Required work: Find every line in the data below that contains the word "shallow" and copy each of those lines.

Data taken from a collection:
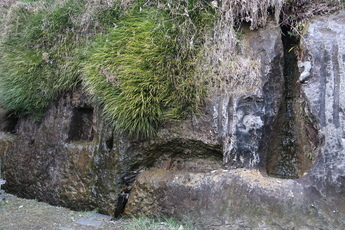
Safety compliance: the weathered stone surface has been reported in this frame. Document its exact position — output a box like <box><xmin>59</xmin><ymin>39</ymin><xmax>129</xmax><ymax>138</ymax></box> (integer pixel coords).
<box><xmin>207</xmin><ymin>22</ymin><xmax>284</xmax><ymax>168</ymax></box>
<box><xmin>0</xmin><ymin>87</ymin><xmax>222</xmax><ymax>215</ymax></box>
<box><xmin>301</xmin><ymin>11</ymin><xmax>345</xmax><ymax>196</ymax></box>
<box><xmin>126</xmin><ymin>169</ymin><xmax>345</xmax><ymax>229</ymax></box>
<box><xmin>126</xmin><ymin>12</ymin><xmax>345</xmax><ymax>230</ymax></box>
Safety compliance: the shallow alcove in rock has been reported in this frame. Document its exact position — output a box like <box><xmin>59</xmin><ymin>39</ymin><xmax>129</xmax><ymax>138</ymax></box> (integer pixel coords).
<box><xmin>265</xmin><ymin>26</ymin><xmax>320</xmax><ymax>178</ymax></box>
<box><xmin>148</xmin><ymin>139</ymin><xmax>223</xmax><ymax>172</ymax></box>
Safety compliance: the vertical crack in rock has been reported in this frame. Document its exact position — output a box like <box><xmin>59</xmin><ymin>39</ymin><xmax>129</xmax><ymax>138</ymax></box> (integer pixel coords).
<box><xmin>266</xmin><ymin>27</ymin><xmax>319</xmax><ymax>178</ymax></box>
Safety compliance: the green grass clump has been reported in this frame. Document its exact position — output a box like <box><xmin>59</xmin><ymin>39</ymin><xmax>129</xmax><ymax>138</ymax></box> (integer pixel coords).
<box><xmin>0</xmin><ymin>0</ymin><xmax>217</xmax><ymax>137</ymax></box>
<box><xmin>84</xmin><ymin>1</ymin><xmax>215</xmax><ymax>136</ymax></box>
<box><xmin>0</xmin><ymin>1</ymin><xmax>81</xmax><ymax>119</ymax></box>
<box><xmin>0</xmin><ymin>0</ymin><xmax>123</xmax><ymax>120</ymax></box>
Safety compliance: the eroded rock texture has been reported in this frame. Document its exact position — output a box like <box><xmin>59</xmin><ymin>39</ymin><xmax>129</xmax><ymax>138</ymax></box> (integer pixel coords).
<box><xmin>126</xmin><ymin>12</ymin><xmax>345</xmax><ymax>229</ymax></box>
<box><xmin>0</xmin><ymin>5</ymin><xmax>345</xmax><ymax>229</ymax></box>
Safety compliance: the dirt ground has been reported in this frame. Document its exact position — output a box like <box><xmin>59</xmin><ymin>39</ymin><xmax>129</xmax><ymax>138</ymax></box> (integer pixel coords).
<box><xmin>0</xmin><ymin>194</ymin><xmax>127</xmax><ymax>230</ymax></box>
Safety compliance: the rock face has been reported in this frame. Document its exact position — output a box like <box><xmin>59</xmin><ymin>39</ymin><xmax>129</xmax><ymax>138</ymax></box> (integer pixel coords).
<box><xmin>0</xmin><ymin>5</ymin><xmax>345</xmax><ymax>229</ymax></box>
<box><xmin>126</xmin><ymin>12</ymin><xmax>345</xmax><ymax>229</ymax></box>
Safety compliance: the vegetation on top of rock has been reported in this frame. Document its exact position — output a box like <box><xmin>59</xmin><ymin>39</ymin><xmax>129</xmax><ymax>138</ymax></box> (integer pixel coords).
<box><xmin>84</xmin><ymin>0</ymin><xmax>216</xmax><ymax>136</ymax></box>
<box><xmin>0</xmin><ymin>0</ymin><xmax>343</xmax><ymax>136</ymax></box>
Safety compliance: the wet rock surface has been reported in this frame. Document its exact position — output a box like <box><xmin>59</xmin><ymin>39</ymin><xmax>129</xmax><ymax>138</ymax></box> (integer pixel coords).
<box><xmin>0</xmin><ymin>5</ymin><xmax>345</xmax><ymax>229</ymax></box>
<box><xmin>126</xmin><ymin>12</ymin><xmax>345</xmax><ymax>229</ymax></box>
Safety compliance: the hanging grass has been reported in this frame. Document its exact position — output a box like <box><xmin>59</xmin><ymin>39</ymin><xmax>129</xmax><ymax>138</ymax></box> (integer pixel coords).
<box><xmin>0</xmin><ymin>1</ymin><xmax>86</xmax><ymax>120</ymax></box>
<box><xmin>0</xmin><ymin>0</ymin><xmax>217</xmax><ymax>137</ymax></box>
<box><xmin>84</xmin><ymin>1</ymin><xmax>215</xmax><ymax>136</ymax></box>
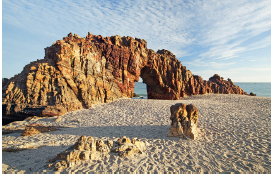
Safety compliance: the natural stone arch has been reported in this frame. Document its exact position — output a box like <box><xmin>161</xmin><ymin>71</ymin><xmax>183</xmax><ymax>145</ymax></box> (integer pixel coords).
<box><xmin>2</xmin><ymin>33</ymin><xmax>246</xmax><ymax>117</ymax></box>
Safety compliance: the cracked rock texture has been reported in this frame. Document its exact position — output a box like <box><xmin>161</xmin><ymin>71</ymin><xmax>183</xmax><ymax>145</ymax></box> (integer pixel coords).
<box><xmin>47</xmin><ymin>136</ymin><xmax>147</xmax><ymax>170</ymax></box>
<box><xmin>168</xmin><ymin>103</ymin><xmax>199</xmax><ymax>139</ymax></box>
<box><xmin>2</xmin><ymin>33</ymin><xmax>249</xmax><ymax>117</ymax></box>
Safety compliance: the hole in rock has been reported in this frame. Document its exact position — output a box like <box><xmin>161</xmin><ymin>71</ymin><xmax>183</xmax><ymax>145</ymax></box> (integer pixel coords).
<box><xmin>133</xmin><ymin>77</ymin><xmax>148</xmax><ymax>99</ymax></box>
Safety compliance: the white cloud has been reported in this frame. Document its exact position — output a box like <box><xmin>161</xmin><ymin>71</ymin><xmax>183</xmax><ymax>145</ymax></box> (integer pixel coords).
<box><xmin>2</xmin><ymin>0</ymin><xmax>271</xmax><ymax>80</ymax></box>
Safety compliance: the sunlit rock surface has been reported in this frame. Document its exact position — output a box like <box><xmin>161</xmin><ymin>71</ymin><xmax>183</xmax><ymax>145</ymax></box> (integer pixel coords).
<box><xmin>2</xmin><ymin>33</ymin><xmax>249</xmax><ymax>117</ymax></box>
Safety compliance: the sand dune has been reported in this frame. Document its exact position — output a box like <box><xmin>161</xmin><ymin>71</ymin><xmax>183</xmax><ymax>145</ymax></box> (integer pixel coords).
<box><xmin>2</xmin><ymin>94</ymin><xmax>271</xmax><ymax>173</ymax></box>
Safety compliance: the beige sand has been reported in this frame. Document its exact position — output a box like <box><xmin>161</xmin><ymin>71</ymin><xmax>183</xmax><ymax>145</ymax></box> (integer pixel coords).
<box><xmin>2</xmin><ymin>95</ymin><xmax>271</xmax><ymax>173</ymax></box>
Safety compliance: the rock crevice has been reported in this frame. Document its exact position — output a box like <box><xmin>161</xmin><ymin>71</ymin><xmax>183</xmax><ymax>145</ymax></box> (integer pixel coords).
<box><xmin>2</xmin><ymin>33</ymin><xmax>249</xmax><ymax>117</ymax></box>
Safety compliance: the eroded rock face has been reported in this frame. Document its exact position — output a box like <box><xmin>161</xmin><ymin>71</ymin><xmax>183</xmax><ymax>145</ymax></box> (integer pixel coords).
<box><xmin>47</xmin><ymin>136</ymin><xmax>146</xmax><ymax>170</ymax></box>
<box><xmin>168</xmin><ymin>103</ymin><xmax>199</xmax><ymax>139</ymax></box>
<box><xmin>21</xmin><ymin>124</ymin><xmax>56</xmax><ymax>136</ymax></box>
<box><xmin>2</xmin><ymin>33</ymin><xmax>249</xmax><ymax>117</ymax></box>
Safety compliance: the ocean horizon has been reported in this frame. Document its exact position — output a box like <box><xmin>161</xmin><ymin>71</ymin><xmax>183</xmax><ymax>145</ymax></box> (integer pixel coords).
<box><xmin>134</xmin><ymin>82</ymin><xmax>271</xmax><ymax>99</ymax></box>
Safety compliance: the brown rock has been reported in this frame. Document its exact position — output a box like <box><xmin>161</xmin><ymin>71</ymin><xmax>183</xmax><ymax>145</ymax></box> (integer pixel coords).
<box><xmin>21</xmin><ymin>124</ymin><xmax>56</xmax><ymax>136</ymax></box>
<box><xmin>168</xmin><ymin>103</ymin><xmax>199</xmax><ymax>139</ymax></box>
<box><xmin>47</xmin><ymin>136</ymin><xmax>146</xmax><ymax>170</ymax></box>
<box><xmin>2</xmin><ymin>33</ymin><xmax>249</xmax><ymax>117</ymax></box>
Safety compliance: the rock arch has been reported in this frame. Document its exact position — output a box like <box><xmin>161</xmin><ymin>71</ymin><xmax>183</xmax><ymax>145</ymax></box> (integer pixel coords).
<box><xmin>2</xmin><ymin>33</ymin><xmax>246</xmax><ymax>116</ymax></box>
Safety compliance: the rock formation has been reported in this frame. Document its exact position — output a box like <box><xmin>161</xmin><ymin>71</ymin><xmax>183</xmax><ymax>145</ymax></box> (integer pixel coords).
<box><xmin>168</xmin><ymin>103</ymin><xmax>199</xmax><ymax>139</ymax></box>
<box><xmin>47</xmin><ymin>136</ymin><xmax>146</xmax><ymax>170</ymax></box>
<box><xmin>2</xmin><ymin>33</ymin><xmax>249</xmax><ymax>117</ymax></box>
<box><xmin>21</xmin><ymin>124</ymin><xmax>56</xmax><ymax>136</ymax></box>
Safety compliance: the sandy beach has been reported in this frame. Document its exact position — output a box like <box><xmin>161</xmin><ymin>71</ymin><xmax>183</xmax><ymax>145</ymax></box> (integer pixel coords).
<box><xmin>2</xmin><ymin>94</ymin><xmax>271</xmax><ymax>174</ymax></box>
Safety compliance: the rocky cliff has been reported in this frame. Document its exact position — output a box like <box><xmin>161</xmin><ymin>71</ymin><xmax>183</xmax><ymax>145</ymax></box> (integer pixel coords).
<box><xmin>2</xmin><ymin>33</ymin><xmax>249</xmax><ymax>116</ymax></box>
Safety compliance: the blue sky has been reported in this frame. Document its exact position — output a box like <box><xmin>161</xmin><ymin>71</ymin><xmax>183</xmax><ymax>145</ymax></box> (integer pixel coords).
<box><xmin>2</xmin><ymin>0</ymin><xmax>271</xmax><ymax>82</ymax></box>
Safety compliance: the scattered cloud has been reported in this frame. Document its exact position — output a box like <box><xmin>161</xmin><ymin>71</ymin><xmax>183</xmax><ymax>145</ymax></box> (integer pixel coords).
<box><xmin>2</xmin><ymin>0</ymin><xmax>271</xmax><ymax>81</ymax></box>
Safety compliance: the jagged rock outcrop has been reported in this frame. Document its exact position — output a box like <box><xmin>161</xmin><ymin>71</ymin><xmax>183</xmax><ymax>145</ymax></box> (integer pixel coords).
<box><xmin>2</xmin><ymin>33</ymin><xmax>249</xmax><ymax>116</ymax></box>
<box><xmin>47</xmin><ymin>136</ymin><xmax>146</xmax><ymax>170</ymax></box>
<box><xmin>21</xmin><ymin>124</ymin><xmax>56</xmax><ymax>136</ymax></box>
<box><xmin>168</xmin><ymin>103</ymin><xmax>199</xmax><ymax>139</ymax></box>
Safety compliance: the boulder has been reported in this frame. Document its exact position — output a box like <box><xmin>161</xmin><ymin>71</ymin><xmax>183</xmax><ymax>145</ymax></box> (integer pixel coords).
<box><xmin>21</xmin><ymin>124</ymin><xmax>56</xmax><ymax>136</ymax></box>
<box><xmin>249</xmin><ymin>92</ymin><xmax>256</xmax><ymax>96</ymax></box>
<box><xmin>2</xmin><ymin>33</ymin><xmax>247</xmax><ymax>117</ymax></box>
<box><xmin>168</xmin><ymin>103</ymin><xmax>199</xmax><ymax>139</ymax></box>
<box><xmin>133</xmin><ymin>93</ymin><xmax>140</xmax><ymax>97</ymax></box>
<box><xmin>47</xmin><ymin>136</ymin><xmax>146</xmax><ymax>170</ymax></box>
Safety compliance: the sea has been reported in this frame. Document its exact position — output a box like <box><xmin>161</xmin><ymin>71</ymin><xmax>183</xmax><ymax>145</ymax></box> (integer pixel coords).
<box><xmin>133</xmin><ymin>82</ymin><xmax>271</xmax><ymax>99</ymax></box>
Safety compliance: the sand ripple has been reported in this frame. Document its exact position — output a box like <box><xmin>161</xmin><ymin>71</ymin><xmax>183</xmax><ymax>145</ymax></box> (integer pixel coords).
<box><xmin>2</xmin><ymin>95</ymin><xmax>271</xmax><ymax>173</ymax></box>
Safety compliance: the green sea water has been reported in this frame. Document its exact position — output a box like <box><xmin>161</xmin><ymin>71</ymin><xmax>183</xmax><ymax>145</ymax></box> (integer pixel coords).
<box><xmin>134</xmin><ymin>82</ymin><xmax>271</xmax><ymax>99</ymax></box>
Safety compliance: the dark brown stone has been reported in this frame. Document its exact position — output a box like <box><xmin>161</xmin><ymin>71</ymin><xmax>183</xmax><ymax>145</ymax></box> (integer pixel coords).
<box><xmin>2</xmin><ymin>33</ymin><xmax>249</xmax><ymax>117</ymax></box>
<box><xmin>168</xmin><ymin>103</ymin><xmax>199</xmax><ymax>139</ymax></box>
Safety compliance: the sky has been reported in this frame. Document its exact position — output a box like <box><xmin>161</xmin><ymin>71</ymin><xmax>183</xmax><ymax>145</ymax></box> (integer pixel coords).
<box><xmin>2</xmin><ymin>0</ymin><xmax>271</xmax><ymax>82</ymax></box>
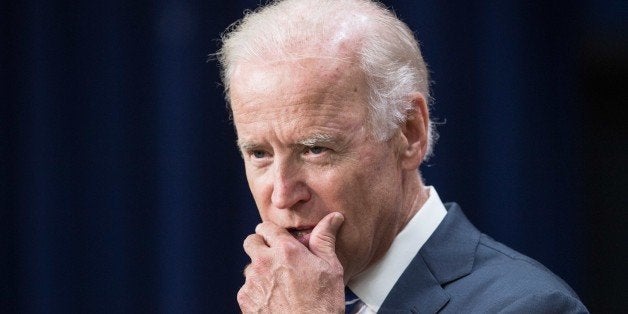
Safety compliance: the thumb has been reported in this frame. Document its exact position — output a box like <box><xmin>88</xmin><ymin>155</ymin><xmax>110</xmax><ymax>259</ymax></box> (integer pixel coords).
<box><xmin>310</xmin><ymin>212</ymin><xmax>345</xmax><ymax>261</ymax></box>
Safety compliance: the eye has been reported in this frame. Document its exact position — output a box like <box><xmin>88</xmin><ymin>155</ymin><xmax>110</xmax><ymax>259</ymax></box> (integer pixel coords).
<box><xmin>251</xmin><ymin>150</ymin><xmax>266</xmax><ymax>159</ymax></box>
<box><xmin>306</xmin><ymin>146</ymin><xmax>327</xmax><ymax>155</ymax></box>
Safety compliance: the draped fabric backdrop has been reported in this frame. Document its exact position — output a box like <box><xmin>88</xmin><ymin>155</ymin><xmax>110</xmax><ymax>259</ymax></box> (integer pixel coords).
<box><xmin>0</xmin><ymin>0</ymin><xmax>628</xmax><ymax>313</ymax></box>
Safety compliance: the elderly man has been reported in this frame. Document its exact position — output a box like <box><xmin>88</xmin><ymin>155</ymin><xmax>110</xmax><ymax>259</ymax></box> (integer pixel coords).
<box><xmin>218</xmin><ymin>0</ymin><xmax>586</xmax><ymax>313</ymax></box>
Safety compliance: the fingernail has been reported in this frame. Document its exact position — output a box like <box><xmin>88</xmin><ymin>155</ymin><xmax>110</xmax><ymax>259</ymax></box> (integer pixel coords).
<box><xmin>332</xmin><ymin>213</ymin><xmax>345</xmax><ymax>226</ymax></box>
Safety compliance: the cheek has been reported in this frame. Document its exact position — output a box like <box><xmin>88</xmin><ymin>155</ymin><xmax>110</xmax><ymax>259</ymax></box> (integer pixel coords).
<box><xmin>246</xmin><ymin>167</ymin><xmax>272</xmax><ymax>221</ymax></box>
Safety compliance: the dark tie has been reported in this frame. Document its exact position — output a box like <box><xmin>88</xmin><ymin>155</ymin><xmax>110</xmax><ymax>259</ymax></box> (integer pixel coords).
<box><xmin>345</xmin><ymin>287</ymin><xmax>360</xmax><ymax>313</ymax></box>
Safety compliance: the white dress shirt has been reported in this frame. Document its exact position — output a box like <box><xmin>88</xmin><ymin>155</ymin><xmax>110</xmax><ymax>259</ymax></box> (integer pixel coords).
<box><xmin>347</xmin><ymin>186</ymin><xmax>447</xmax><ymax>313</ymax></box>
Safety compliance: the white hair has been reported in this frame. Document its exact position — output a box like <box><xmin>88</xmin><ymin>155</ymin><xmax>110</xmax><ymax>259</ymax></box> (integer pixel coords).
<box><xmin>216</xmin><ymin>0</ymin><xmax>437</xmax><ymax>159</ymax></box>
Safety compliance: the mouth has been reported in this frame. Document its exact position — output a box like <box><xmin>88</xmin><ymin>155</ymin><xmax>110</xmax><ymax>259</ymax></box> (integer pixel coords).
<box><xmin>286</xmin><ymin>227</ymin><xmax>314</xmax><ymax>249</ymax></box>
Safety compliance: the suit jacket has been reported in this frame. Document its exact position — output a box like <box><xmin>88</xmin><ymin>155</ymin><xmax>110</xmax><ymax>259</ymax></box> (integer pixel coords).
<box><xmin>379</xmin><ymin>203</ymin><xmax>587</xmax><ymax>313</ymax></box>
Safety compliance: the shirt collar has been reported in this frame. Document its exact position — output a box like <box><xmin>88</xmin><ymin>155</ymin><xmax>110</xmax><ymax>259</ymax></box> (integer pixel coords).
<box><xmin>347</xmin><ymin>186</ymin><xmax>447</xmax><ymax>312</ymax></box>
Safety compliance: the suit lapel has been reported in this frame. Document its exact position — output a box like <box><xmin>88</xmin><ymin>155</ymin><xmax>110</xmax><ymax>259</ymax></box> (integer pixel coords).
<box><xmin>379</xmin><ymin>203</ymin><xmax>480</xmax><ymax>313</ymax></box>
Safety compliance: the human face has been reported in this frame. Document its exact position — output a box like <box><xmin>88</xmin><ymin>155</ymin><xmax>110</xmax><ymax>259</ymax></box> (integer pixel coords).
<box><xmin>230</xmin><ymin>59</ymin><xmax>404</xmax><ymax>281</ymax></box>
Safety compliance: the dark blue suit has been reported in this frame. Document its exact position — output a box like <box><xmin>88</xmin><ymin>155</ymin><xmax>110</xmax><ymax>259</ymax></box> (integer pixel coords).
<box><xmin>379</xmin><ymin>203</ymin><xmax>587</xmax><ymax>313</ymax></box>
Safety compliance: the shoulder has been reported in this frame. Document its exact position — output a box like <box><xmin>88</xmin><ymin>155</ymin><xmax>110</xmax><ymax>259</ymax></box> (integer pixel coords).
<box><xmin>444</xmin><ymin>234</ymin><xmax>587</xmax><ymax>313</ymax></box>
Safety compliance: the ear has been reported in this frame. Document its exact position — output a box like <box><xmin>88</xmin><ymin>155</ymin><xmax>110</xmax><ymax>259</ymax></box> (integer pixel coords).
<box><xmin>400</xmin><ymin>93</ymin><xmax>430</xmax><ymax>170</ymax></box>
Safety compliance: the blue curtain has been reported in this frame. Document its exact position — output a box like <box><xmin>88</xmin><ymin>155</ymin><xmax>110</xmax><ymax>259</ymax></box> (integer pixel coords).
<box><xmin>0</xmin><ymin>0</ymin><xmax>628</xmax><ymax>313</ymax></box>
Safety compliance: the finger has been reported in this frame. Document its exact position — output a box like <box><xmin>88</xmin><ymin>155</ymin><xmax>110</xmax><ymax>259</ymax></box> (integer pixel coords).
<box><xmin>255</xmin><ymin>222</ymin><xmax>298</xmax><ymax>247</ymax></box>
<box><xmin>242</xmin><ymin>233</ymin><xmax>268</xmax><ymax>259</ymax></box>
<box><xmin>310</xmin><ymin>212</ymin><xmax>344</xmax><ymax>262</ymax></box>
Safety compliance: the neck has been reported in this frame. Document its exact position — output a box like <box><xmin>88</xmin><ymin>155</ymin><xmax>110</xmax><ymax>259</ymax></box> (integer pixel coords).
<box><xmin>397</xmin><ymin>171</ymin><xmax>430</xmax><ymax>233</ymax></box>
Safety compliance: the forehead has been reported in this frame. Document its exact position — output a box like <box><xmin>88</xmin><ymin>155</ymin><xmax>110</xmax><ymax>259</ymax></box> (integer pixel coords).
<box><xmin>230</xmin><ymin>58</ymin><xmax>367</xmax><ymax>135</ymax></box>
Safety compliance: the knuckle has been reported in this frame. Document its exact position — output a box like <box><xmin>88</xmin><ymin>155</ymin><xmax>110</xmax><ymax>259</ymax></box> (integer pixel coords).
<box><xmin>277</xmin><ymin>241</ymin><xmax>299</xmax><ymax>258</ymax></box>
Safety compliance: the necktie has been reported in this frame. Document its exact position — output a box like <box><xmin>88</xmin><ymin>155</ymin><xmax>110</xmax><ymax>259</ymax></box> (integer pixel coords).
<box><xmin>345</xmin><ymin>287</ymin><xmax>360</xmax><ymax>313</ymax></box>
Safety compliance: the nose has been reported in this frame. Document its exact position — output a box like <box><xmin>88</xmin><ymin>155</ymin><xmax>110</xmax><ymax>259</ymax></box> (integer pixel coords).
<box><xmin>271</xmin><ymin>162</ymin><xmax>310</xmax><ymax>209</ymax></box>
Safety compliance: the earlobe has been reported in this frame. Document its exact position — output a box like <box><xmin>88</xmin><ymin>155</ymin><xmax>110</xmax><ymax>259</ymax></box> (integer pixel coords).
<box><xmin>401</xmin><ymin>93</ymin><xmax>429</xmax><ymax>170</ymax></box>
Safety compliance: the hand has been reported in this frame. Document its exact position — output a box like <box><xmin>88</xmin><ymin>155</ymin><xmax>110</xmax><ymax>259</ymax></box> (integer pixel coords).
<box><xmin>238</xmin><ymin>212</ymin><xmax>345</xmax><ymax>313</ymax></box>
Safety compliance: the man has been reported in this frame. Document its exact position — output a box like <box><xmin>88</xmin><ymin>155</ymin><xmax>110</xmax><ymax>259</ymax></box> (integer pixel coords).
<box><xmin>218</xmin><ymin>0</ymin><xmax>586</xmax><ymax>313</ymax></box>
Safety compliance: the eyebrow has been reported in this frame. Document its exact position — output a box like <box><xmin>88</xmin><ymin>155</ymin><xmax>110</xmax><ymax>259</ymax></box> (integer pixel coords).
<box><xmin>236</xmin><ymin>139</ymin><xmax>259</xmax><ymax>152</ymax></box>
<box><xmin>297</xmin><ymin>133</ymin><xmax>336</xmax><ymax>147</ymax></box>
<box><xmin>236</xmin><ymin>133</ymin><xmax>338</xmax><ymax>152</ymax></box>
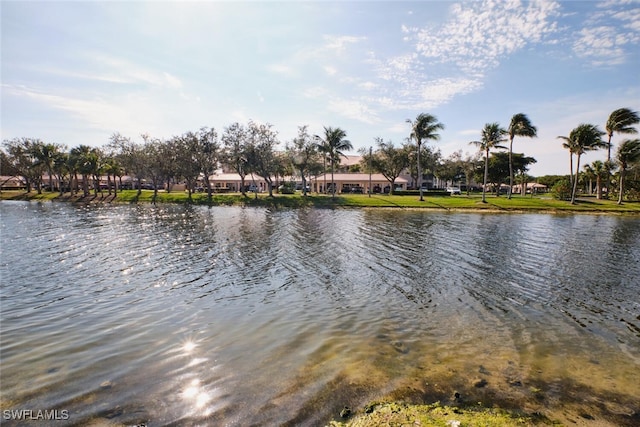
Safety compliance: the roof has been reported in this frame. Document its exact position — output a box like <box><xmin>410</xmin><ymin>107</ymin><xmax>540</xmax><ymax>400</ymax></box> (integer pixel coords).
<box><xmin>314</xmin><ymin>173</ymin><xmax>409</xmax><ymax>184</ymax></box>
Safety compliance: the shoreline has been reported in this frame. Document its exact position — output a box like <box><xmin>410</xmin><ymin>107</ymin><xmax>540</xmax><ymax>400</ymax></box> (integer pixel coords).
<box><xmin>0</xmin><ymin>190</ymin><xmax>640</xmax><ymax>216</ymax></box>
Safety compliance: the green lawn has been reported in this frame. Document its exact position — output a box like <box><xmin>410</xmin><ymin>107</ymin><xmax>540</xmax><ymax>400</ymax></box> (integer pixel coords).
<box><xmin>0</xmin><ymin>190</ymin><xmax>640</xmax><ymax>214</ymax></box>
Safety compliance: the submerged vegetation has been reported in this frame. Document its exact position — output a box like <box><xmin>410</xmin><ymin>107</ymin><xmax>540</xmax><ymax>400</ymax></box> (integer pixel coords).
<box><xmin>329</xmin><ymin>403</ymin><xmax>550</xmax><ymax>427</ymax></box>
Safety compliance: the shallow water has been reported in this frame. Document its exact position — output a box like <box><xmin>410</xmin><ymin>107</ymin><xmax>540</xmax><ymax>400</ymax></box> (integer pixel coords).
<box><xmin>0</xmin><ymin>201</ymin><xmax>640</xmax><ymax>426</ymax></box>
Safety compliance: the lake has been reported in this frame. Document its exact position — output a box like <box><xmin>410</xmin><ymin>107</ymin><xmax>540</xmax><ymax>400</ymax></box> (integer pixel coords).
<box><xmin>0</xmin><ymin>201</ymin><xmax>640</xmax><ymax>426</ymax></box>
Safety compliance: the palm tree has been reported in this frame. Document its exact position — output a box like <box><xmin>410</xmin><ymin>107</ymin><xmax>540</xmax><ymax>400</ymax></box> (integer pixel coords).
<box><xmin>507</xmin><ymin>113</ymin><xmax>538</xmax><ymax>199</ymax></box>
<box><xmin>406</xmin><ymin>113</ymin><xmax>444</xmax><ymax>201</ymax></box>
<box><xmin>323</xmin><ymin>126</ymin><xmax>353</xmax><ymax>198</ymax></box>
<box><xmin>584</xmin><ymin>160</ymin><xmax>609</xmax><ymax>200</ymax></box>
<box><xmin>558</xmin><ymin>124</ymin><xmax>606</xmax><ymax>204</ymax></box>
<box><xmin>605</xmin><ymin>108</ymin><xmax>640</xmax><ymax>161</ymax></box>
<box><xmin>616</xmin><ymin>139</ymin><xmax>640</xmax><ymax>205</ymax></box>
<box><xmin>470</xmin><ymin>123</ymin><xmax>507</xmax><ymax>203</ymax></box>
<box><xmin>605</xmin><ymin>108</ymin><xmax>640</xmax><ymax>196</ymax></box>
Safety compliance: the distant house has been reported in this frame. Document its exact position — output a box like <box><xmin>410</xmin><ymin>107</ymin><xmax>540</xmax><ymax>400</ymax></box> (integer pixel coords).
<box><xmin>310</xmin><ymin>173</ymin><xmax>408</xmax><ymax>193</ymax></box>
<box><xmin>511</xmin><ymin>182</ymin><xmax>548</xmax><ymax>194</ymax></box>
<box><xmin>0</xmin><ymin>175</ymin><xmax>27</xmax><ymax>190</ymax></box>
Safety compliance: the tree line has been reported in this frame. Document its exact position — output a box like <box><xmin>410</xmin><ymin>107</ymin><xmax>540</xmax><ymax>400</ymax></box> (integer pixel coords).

Answer for the task:
Safety compliance: the shallow alcove in rock has been reported in this frame. Document its exact position — output a box like <box><xmin>59</xmin><ymin>39</ymin><xmax>129</xmax><ymax>138</ymax></box> (integer pixel coords).
Safety compliance: the shallow water has been reported in this frame. Document its exact position — output a box like <box><xmin>410</xmin><ymin>107</ymin><xmax>540</xmax><ymax>400</ymax></box> (integer pixel coords).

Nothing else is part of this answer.